**Exercise**
Since pictures are not wanted, repeat only the text of the records, word for word.

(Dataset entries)
-- -- --
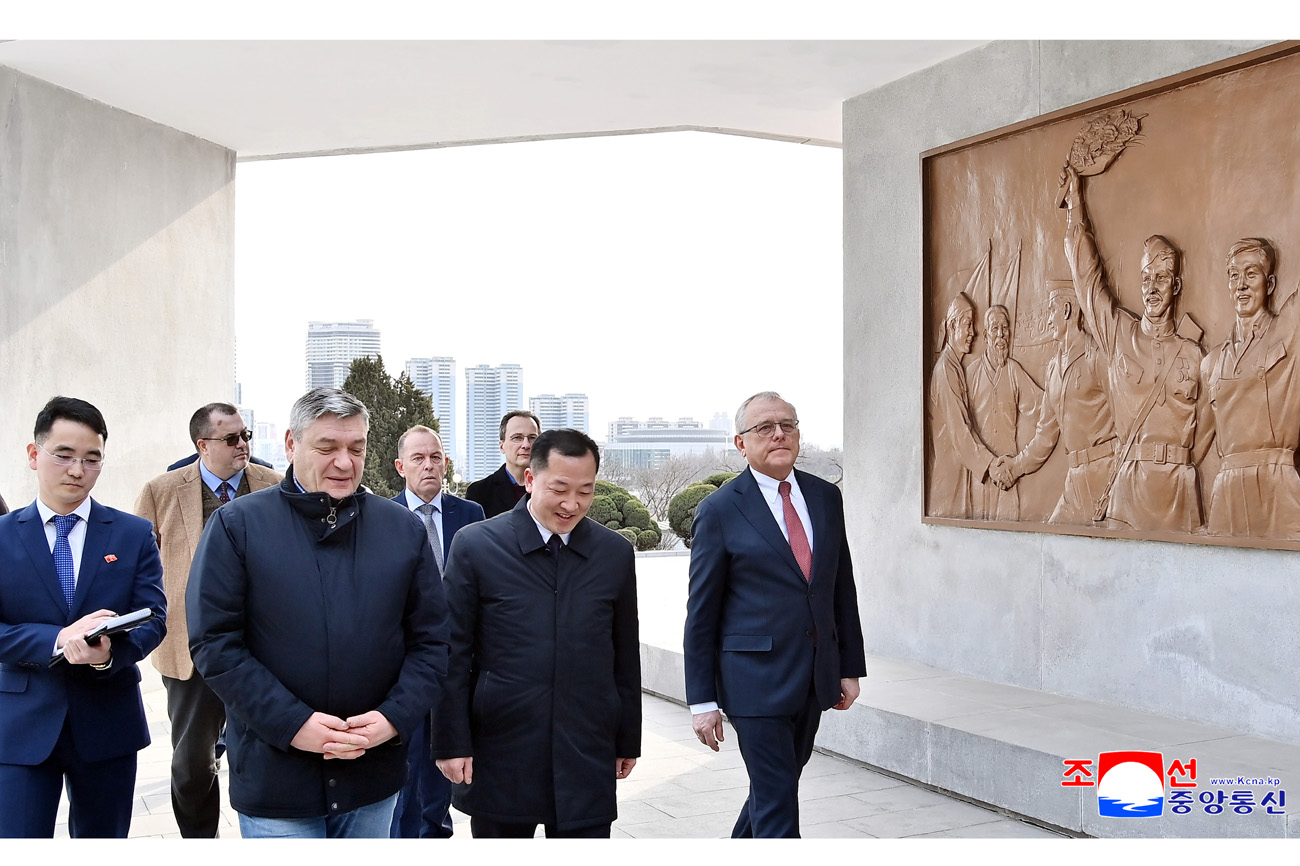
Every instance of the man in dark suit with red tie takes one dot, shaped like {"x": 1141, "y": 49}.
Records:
{"x": 66, "y": 566}
{"x": 772, "y": 629}
{"x": 424, "y": 805}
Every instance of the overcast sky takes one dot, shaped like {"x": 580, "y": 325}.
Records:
{"x": 659, "y": 275}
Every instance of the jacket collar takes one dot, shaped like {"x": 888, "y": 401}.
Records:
{"x": 529, "y": 538}
{"x": 324, "y": 514}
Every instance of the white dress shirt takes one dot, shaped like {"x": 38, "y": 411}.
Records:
{"x": 76, "y": 538}
{"x": 414, "y": 502}
{"x": 546, "y": 533}
{"x": 213, "y": 481}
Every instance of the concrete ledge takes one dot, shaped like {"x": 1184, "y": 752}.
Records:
{"x": 1005, "y": 747}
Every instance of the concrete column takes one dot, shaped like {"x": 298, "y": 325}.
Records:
{"x": 116, "y": 278}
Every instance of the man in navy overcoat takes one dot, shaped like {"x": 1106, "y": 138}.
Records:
{"x": 772, "y": 631}
{"x": 424, "y": 805}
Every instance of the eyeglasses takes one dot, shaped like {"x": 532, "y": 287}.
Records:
{"x": 230, "y": 438}
{"x": 768, "y": 428}
{"x": 90, "y": 464}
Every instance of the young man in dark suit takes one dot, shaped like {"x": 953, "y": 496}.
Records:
{"x": 424, "y": 805}
{"x": 540, "y": 714}
{"x": 772, "y": 631}
{"x": 503, "y": 488}
{"x": 66, "y": 566}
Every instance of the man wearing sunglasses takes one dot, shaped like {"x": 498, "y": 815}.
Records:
{"x": 66, "y": 566}
{"x": 178, "y": 505}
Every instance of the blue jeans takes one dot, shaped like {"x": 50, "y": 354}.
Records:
{"x": 367, "y": 822}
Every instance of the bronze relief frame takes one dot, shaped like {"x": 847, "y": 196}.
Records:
{"x": 1112, "y": 315}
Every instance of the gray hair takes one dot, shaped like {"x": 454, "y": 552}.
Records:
{"x": 761, "y": 395}
{"x": 324, "y": 401}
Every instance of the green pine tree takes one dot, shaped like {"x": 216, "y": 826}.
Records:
{"x": 395, "y": 406}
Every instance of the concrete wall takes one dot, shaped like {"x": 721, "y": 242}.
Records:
{"x": 116, "y": 278}
{"x": 1196, "y": 632}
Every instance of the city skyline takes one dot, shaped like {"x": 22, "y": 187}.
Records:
{"x": 642, "y": 271}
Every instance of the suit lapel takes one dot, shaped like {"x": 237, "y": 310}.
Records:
{"x": 190, "y": 496}
{"x": 98, "y": 531}
{"x": 450, "y": 522}
{"x": 33, "y": 533}
{"x": 823, "y": 545}
{"x": 753, "y": 506}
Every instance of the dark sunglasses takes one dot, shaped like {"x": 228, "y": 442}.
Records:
{"x": 230, "y": 438}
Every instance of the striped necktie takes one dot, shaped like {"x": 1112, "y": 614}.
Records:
{"x": 798, "y": 537}
{"x": 430, "y": 528}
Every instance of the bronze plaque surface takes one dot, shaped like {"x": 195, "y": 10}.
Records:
{"x": 1112, "y": 324}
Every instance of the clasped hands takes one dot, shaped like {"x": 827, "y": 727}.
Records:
{"x": 1001, "y": 472}
{"x": 72, "y": 640}
{"x": 347, "y": 739}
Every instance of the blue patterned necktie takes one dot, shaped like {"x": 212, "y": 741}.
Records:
{"x": 64, "y": 555}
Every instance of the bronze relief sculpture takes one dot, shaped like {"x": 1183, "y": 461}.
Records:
{"x": 1161, "y": 405}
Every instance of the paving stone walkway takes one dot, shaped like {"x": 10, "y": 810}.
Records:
{"x": 679, "y": 789}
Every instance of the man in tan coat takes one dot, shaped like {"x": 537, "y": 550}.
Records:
{"x": 178, "y": 505}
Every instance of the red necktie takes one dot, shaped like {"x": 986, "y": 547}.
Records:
{"x": 798, "y": 538}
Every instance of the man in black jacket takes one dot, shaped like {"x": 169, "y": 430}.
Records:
{"x": 316, "y": 615}
{"x": 541, "y": 709}
{"x": 503, "y": 488}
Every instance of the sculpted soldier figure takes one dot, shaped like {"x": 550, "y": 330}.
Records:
{"x": 960, "y": 458}
{"x": 1255, "y": 405}
{"x": 1000, "y": 392}
{"x": 1075, "y": 411}
{"x": 1155, "y": 379}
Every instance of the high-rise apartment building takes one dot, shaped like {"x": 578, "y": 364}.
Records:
{"x": 490, "y": 392}
{"x": 437, "y": 377}
{"x": 648, "y": 444}
{"x": 332, "y": 346}
{"x": 570, "y": 410}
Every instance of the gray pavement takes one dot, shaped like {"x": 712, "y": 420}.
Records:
{"x": 679, "y": 789}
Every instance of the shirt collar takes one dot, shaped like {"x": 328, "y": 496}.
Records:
{"x": 47, "y": 512}
{"x": 771, "y": 486}
{"x": 415, "y": 502}
{"x": 546, "y": 533}
{"x": 213, "y": 481}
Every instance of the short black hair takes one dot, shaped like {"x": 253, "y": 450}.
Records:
{"x": 68, "y": 408}
{"x": 568, "y": 442}
{"x": 505, "y": 420}
{"x": 200, "y": 423}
-- -- --
**Solution**
Every instance of the man in dark suit with red tie takes one dot, shaped like {"x": 1141, "y": 49}.
Records:
{"x": 66, "y": 566}
{"x": 772, "y": 629}
{"x": 424, "y": 805}
Every instance of the overcast sky takes one dot, shaped like {"x": 580, "y": 325}.
Records:
{"x": 659, "y": 275}
Every instance of the jacket collar takes one dot, shaped like {"x": 888, "y": 401}.
Records:
{"x": 529, "y": 538}
{"x": 324, "y": 514}
Every instance of the white dress shirt takes one dot, shaped like {"x": 38, "y": 411}.
Records:
{"x": 76, "y": 538}
{"x": 414, "y": 502}
{"x": 546, "y": 533}
{"x": 213, "y": 481}
Every instance of the concrete ledge takes one dot, shaped like {"x": 1184, "y": 752}.
Records:
{"x": 1005, "y": 747}
Every instance of the concrete column takes one dot, shaped like {"x": 298, "y": 325}.
Records:
{"x": 116, "y": 278}
Every instance of the man in navy overcoat takes one dot, shaped like {"x": 1106, "y": 138}.
Records:
{"x": 772, "y": 631}
{"x": 424, "y": 805}
Every instance of the eyeglasses takes one dot, shaped like {"x": 532, "y": 287}.
Records:
{"x": 230, "y": 438}
{"x": 768, "y": 428}
{"x": 90, "y": 464}
Every instance of the young man in dark suit takes one dot, shaped like {"x": 953, "y": 496}.
Records:
{"x": 424, "y": 805}
{"x": 540, "y": 714}
{"x": 772, "y": 631}
{"x": 503, "y": 488}
{"x": 66, "y": 566}
Every instance of the man wearing sunglasses takes one dot, shaped like {"x": 498, "y": 815}.
Records:
{"x": 66, "y": 566}
{"x": 178, "y": 505}
Every instance of the blue jeans takes one dot, shaped like {"x": 50, "y": 354}.
Records:
{"x": 367, "y": 822}
Every instance of the bronze relief frame takes one dot, shaped like {"x": 847, "y": 196}.
Records:
{"x": 1112, "y": 315}
Every instance of the gray hair takes one dot, shaped like {"x": 454, "y": 552}.
Records:
{"x": 761, "y": 395}
{"x": 324, "y": 401}
Every instance of the green pine tree takes one dot, shaped like {"x": 216, "y": 826}.
Records:
{"x": 395, "y": 406}
Every instance of the concrete wall takes one dot, shaped like {"x": 721, "y": 242}.
Records:
{"x": 116, "y": 278}
{"x": 1196, "y": 632}
Every instance of the city skyline takes one dot, shaped like {"x": 22, "y": 187}.
Records:
{"x": 642, "y": 271}
Every instance of the suit lapel takes one dot, shaped like {"x": 237, "y": 310}.
Records:
{"x": 190, "y": 496}
{"x": 98, "y": 531}
{"x": 450, "y": 522}
{"x": 33, "y": 533}
{"x": 823, "y": 545}
{"x": 753, "y": 506}
Every instance of the dark sunglasses takes one dot, shaped like {"x": 228, "y": 442}.
Records:
{"x": 230, "y": 438}
Every instance of the striped necktie takes one dot, shaped like {"x": 1112, "y": 614}.
Records:
{"x": 798, "y": 537}
{"x": 430, "y": 528}
Every instance of the bronze plaque surface takes one dot, shaped like {"x": 195, "y": 10}.
Records:
{"x": 1112, "y": 324}
Every instance of the clasped hands takes one dot, shaped like {"x": 827, "y": 727}.
Records:
{"x": 1001, "y": 472}
{"x": 72, "y": 640}
{"x": 347, "y": 739}
Every instance of the blue patterned necktie takes one dot, shaped like {"x": 212, "y": 741}.
Records:
{"x": 64, "y": 555}
Every instance of the bronze relief sculpture takes one dot, shaped like {"x": 1183, "y": 461}.
Records:
{"x": 1161, "y": 405}
Every instance of the paving stone walkway takes one dot, shaped like {"x": 10, "y": 810}.
Records:
{"x": 679, "y": 789}
Every instance of the man in tan coat takes one dot, shaped like {"x": 537, "y": 550}.
Records:
{"x": 178, "y": 505}
Every instance of the red necktie takes one dot, shaped like {"x": 986, "y": 547}.
Records:
{"x": 798, "y": 538}
Every instance of the man in black jacket takes one dot, shaped like {"x": 169, "y": 430}.
Records:
{"x": 316, "y": 615}
{"x": 541, "y": 709}
{"x": 503, "y": 488}
Every instance of the sculpted soldier figure takes one dot, shaped like {"x": 550, "y": 330}.
Records:
{"x": 960, "y": 458}
{"x": 1255, "y": 405}
{"x": 1000, "y": 392}
{"x": 1075, "y": 411}
{"x": 1155, "y": 379}
Every instance of the high-rise apartment building takes one dot, shaped like {"x": 578, "y": 364}.
Records:
{"x": 490, "y": 392}
{"x": 437, "y": 377}
{"x": 648, "y": 444}
{"x": 332, "y": 346}
{"x": 570, "y": 410}
Every instance of the gray pavement takes one dot, shaped like {"x": 712, "y": 420}.
Records:
{"x": 679, "y": 789}
Every instance of the shirt collar takes one dot, shaped like {"x": 328, "y": 496}.
Records:
{"x": 47, "y": 512}
{"x": 771, "y": 486}
{"x": 415, "y": 502}
{"x": 546, "y": 533}
{"x": 213, "y": 481}
Every instance of the short black hair takes one dot, shaped like {"x": 253, "y": 450}.
Records:
{"x": 68, "y": 408}
{"x": 568, "y": 442}
{"x": 505, "y": 420}
{"x": 200, "y": 423}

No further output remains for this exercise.